Dataset records Start Marker

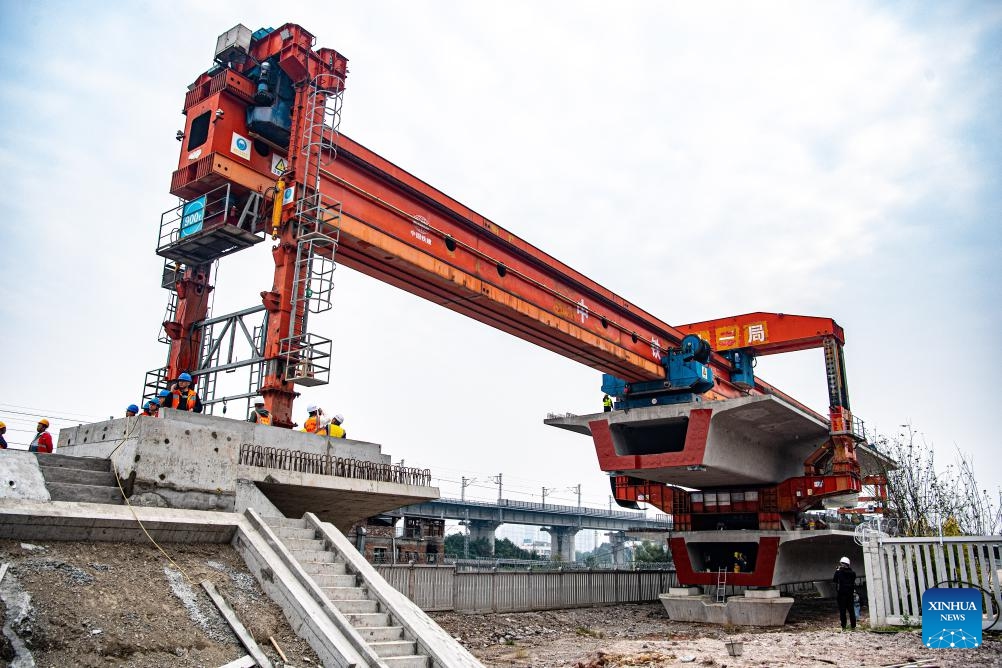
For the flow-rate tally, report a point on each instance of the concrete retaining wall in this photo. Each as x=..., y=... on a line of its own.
x=20, y=477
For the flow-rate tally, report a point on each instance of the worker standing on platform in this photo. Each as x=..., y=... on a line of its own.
x=260, y=415
x=183, y=397
x=42, y=443
x=845, y=587
x=313, y=422
x=335, y=430
x=163, y=398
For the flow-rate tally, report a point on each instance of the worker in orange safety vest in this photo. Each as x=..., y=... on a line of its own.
x=260, y=415
x=313, y=422
x=183, y=398
x=42, y=443
x=334, y=428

Dataset records End Marker

Work required => In the answer, return exactly the lines from the line containing "the worker standing" to the end of the records above, and no others.

Result below =>
For the flow-rate tally, report a point on each instance of the worker standing on platform in this photo. Each as x=..., y=... on a line of its own.
x=260, y=415
x=183, y=397
x=42, y=443
x=845, y=587
x=313, y=422
x=335, y=430
x=163, y=398
For the flow-rate tally, report a point on each instance of the worker in orange safety vest in this photo. Each as x=..., y=... on a line of its own.
x=260, y=415
x=313, y=422
x=183, y=398
x=42, y=443
x=334, y=428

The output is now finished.